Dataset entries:
▼

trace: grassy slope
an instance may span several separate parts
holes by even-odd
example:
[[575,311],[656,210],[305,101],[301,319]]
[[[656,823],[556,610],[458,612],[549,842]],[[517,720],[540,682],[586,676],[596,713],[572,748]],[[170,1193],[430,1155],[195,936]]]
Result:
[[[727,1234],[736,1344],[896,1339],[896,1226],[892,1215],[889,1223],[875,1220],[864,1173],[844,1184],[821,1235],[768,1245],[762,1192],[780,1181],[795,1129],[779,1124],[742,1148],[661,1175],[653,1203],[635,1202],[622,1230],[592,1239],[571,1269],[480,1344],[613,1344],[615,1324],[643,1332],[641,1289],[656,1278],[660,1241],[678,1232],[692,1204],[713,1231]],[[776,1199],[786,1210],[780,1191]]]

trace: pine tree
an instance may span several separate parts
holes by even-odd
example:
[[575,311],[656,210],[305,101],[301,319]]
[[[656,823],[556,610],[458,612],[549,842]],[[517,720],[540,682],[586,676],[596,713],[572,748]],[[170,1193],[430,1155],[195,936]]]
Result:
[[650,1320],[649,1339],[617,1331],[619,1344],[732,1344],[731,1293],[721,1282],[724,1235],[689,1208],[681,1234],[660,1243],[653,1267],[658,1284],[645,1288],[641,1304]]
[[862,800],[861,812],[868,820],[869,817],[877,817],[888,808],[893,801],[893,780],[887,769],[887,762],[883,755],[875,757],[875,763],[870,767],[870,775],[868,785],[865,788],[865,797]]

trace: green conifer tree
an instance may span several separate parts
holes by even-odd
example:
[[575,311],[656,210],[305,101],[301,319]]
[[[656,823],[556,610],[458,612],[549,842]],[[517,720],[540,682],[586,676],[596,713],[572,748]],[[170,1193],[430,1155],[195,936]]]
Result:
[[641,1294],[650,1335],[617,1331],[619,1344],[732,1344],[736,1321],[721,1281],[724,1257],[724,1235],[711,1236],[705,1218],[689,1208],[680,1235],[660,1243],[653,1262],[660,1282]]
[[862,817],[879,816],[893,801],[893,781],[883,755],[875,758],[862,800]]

▲

# [Exercise objective]
Copy everything from the line containing "trace: green conifer tree" down to the end of the rows, switching "separate parts" to "disjoint parts" and leaving all else unchanged.

# [Written solution]
trace: green conifer tree
an instance may span several disjoint parts
holes by even-odd
example:
[[575,311],[656,210],[305,101],[301,319]]
[[[656,823],[556,610],[458,612],[549,842]],[[517,720],[540,682],[586,676],[596,713],[572,748]],[[170,1193],[430,1155],[195,936]]]
Result:
[[641,1294],[650,1335],[617,1331],[619,1344],[732,1344],[736,1321],[721,1281],[724,1257],[724,1235],[711,1236],[705,1218],[689,1208],[680,1235],[660,1243],[653,1262],[660,1282]]
[[862,817],[879,816],[893,801],[893,781],[883,755],[875,758],[862,800]]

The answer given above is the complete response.